● **GIVEN REQUEST 1**: From the award announcement, duplicate the part that opens with the words containing "Albert Bruce Barry OR" and closes with "service to others.".
● **GIVEN REQUEST 2**:
Answer these from the award announcement:
(a) On what date was the announcement published?
(b) Which past recipients of the award does Albert join?
(c) About how long did Bert's professional career last?
● **GIVEN REQUEST 3**: Resume the award announcement about Albert Bruce Barry, starting right after its final sentence.

Albert (Bert) Bruce Barry Announced as Recipient of the STA Omnitracs Service To Industry Award
October 29, 2021
The STA/Omnitracs Service to Industry Award recognizes leaders who have made exceptional contributions to the trucking industry in Saskatchewan. It awarded to individuals who have spent countless decades in the industry and assisted in propelling Saskatchewan’s trucking industry forward.
Albert Barry, 2020/21 STA Omnitracs Service to Industry Award Recipient
We are pleased to announce Albert Bruce Barry as the 2020/2021 recipient of the Service to Industry Award. Albert joins past recipients Les Skingle, Chester Day, and Erwen Siemens.
Albert Bruce Barry OR Bert was born with trucking in his blood and had a professional career that lasted nearly 70 years, but those who knew him well know Bert never stopped dedicating his life to the trucking industry in Saskatchewan. As an owner, driver, dispatcher, office manager, mechanic, and teacher, Bert embodied the values and ethics that are synonymous with the trucking industry: hard work, dedication, respect, honesty, integrity, and service to others.

● **PROVIDED MATERIAL**:
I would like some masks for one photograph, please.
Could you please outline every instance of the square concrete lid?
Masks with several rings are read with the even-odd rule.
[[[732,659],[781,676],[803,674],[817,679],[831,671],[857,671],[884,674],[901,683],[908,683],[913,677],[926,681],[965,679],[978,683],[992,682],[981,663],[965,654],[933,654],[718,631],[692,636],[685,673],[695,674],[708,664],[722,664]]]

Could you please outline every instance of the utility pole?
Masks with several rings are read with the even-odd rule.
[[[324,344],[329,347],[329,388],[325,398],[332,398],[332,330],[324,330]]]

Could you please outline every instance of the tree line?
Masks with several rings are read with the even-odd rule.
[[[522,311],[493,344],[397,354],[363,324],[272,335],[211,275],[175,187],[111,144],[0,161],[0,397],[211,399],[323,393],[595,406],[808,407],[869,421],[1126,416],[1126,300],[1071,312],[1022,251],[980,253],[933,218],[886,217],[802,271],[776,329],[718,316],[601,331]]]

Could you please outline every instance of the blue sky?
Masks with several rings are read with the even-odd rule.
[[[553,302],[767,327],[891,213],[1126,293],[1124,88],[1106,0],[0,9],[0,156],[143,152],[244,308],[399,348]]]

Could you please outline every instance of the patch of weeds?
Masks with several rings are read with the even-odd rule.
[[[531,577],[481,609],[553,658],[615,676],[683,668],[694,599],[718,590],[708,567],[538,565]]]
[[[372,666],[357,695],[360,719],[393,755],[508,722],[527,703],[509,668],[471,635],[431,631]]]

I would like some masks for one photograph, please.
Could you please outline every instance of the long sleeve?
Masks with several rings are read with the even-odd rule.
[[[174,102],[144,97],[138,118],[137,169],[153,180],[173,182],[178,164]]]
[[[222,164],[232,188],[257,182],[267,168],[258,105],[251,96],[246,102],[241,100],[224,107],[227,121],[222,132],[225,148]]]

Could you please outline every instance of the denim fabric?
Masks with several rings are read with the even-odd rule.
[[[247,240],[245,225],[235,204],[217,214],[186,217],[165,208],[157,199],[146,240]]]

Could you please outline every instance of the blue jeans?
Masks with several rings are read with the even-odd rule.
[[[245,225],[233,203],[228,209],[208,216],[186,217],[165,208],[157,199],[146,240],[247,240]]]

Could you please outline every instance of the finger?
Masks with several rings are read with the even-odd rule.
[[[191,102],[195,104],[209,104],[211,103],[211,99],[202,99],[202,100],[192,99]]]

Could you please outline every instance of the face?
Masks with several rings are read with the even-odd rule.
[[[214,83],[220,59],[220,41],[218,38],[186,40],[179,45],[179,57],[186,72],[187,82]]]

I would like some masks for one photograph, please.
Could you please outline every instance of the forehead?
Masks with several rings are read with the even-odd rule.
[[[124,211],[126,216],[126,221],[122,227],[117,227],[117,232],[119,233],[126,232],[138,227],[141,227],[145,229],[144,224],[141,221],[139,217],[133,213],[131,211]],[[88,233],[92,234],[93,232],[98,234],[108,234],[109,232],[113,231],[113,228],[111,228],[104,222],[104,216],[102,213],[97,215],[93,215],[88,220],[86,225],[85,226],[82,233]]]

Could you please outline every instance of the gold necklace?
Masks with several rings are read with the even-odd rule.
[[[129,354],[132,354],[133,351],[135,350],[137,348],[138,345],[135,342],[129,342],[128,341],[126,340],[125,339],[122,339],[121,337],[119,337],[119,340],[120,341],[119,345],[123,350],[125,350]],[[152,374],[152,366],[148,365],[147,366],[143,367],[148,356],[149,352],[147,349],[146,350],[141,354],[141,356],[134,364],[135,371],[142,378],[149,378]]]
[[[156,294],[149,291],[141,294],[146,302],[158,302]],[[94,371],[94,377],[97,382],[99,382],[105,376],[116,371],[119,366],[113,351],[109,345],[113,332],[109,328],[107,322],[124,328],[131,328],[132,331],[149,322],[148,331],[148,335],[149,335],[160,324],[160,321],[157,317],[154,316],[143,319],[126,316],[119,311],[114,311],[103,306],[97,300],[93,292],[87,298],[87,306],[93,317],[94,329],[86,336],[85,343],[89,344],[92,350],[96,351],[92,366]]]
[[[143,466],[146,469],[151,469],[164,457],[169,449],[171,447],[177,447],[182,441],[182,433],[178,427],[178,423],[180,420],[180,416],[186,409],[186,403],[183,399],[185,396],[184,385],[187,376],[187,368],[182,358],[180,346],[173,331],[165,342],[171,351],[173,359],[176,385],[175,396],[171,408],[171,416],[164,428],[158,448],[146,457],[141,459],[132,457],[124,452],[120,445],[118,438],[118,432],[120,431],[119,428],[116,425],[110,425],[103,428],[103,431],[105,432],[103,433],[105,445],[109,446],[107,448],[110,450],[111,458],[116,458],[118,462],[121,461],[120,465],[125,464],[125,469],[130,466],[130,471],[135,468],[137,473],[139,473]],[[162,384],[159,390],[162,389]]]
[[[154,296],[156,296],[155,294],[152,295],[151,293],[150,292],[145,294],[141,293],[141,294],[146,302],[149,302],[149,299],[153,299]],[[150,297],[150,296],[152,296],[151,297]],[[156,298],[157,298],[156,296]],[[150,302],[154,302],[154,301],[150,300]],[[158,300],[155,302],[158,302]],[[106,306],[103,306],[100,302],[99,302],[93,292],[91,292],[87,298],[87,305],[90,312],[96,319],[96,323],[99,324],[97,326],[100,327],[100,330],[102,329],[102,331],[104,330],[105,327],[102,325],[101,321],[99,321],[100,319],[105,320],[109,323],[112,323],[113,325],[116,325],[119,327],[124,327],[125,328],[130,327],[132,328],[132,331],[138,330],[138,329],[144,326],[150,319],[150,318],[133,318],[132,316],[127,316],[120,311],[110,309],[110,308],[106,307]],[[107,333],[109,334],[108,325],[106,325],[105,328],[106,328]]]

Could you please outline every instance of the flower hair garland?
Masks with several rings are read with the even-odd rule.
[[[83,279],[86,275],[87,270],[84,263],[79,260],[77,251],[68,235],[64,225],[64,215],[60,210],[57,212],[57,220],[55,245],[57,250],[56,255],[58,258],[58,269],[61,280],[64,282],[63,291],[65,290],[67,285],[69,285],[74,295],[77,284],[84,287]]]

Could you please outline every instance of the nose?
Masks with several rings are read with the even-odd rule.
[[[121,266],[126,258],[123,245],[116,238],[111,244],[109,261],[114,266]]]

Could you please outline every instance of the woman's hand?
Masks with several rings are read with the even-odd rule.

● **EXERCISE ANSWER 1**:
Albert Bruce Barry OR Bert was born with trucking in his blood and had a professional career that lasted nearly 70 years, but those who knew him well know Bert never stopped dedicating his life to the trucking industry in Saskatchewan. As an owner, driver, dispatcher, office manager, mechanic, and teacher, Bert embodied the values and ethics that are synonymous with the trucking industry: hard work, dedication, respect, honesty, integrity, and service to others.

● **EXERCISE ANSWER 2**:
(a) October 29, 2021
(b) Les Skingle, Chester Day, and Erwen Siemens
(c) Nearly 70 years

● **EXERCISE ANSWER 3**:
A Worthy Career in Trucking
Bert’s career in hauling goods started in Regina where he bought a bicycle and began hauling groceries for the local grocery store at the age of 8. He added a large basket to the front of the bicycle, and so began his lifelong quest of finding ways to maximize payload and do more.
Shortly after that and well before he was old enough to legally drive (likely 9 and 10), he hauled gas in steel drums with a single axle chevy truck. To unload the large drums Bert would wedge himself between the cab and the drum and use his legs to offload the product. Because of his small statute, he also devised a loading and unloading scheme involving planks attached to the back of the truck.
Bert got “pinched" for his first ticket for underage driving when he was running double with his father (John) hauling gas and was fined $7.
He also recalls making 2 1/ cents a mile in 1948 and found that he could make more trucking than his peers who worked elsewhere.
In 1953, Bert went into business for himself. He had a White power unit which pulled for Soo Freightlines (later Motorways). He remained with Soo until 1962, when he bought Beechy Transport in Saskatoon, and began hauling general freight, merchandise and groceries serving the territory southwest of Saskatoon.
During this time, construction started on the Gardiner Dam, and Bert played an integral role in hauling materials for the large project. This included hauling whatever was needed for the project between Saskatoon and the dam site, but it was also much more. He was called up to move 100-foot bridge beams and heavy equipment through the mud and dirt. Bert could do anything with a truck and trailer, and he played an integral role in completing the project.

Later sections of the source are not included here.